• **Provided passage**:
Content starts
Chris Packham – Television Presenter
It was solely a passion for wildlife that led Chris to a life on the small screen. From an early age he had been bent on hiding himself in an ivory tower at the behest of some remote academic institution to study peculiar nuances of bird behaviour. After graduating, when he realised that funding for such fantasies was hard to come by and as he had developed a passion for Aston Martin motorcars, it was clear that another life plan was needed.
Chris met Stephen Bollwell, a wildlife filmmaker, who took him under his wing and trained him as a cameraman. Thus on a July morning in 1984 Chris started building sets, cleaning cameras and feeding the ever-changing menagerie that Steve was filming for the BBC.
They developed a great friendship and worked together in an animated harmony for many years and Chris will always be exceptionally grateful for the opportunity that Steve gave him.
In at the Deep End
When he began making films himself work was very much on and off, as you would expect for an inexperienced operator, but that Aston Martin had become a burning ambition so Chris fought ferociously for an audition for an up and coming children’s BBC programme called ‘The Really Wild Show’. He got the part and in the winter of 1985 caught a train to Birmingham, where with no experience and no tuition he turned up on set to present an item about seahorses which he had researched and written himself. It was in at the deep end for sure but he swam and presented what went on to become a BAFTA winning series for seven or eight years. It was a dream come true because the little boy from Midanbury in Southampton got to meet first hand, creatures that he had only seen in textbooks, he got to travel the world and visit some extraordinary locations where leading experts were keen to tutor him on all they had learned and, by the winter of 1986, there was a rather tatty Aston Martin parked in a lock-up garage whilst Chris made his every day journeys in a very rusty Renault five!
Content ends
• **Data provided**:
Content starts
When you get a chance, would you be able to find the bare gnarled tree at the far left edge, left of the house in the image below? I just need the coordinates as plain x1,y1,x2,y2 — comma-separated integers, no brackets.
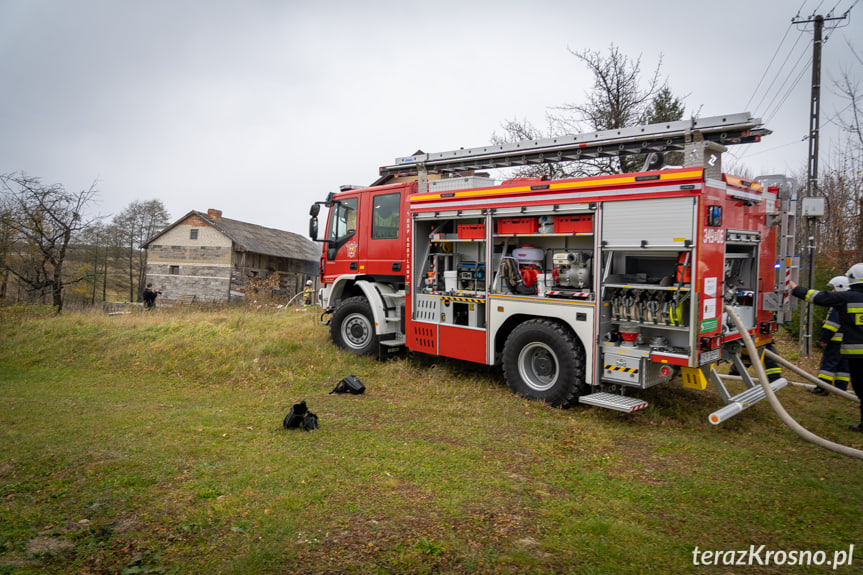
0,173,98,313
Content ends
• **Instructions to follow**: Rewrite the Chris Packham profile between "They developed a" and "Steve gave him.", inclusive, putting "partnership" in place of "friendship". The listing has no connection to the profile of Chris Packham.

• **Problem solution**:
They developed a great partnership and worked together in an animated harmony for many years and Chris will always be exceptionally grateful for the opportunity that Steve gave him.